# Your goal
Reproduce verbatim only the line that holds "Q: Where is the large" and the lines that follow it to the end of the listing.

#####

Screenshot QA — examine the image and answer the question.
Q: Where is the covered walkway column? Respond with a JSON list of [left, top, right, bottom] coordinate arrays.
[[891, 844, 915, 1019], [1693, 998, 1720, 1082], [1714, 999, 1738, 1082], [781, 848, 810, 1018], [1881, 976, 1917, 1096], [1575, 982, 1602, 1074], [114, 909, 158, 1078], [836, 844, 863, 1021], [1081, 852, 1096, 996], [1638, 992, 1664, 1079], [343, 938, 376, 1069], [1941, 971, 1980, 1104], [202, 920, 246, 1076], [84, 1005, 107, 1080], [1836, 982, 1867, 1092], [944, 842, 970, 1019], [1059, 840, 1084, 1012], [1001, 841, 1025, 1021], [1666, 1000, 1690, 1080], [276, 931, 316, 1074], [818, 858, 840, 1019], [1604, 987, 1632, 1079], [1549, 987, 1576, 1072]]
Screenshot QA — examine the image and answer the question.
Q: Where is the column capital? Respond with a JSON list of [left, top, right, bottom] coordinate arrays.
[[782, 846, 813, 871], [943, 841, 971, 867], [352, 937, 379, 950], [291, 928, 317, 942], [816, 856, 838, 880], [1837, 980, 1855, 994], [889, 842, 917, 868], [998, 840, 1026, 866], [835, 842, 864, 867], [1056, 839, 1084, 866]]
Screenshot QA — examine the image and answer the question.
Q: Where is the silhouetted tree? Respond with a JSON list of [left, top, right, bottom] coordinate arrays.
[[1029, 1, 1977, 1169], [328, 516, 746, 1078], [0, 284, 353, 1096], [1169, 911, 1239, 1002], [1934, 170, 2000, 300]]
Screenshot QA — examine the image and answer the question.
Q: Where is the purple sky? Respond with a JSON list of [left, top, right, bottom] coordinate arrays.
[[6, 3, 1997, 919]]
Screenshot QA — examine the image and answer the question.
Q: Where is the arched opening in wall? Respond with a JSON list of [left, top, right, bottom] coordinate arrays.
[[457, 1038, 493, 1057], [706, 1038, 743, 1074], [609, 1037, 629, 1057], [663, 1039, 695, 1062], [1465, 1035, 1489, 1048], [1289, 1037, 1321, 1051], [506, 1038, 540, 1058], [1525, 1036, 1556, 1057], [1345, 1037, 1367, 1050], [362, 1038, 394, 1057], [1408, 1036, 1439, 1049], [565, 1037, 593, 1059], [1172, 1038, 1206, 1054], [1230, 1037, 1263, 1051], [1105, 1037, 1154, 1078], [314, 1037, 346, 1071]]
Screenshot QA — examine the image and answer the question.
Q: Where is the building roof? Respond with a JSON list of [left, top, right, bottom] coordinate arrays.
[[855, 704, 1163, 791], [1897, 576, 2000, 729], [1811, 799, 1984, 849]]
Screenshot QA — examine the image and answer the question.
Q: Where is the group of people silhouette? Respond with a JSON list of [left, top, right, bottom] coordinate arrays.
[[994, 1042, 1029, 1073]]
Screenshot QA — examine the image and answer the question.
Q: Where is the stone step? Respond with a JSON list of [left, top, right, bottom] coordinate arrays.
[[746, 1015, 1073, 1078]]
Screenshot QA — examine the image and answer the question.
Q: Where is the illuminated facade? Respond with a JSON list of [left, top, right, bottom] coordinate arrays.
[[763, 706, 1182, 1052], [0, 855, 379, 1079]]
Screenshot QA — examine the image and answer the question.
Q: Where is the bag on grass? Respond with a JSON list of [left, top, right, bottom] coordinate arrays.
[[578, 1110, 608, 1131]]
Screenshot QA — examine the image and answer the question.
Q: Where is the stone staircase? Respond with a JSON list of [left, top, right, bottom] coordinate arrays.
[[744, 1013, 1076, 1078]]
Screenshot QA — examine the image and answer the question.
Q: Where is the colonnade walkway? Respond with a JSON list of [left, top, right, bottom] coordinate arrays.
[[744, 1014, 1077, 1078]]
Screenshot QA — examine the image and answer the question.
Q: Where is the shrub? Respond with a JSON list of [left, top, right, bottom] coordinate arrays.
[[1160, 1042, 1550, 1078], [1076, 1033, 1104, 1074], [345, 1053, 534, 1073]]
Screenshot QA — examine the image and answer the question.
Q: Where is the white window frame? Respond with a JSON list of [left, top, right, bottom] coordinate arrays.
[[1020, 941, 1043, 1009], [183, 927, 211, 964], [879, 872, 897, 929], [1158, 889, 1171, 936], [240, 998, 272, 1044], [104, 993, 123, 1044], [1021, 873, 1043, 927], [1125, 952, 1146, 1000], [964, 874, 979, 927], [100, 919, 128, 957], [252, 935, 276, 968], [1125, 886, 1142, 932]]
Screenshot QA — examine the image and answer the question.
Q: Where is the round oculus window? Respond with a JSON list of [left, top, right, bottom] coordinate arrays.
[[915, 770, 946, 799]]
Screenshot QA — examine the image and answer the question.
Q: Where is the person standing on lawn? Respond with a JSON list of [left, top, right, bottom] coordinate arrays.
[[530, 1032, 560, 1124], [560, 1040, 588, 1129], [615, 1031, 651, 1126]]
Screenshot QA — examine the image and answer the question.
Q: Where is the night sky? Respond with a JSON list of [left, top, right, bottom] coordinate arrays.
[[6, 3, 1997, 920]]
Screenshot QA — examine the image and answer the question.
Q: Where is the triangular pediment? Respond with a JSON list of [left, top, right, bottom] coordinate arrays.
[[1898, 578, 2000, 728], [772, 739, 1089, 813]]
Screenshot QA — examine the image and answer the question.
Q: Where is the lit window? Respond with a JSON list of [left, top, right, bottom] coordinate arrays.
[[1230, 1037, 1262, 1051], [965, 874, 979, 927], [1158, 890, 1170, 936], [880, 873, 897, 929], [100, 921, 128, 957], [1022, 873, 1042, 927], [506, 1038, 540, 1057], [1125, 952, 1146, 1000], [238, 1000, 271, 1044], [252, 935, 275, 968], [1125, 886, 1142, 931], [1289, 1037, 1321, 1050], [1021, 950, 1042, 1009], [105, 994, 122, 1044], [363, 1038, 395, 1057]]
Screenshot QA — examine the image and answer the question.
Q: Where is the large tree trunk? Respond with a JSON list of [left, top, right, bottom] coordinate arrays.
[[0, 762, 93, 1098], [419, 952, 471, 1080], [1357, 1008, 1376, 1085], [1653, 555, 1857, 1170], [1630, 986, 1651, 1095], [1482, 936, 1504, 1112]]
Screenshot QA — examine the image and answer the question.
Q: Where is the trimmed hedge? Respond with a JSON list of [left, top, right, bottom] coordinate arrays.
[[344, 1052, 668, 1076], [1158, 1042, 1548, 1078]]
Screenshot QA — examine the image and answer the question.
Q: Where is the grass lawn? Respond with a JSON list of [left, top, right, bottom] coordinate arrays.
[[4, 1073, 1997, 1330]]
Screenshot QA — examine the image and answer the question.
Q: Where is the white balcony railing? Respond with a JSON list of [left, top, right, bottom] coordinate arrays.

#####

# The answer
Q: Where is the large tree trunk? Respond with a JSON list of [left, top, right, bottom] coordinate arrays.
[[0, 762, 93, 1098], [419, 952, 471, 1080], [1357, 1008, 1376, 1085], [1653, 555, 1857, 1170], [1630, 986, 1651, 1095], [1482, 936, 1504, 1112]]
Screenshot QA — examine the image and answer the question.
Q: Where is the trimmed hedge? Respond with a JSON list of [left, top, right, bottom] coordinate arrays.
[[344, 1052, 668, 1076], [1158, 1042, 1548, 1078]]
Screenshot QA — examine the image and answer the question.
Q: Where is the grass lawn? Respond with a JSON list of [left, top, right, bottom] coordinate arrays.
[[4, 1073, 1997, 1330]]
Screenshot QA — examine the image and answer the question.
Q: Where is the white balcony railing? Respond with a JSON list of [left, top, right, bottom] coordinate arrays.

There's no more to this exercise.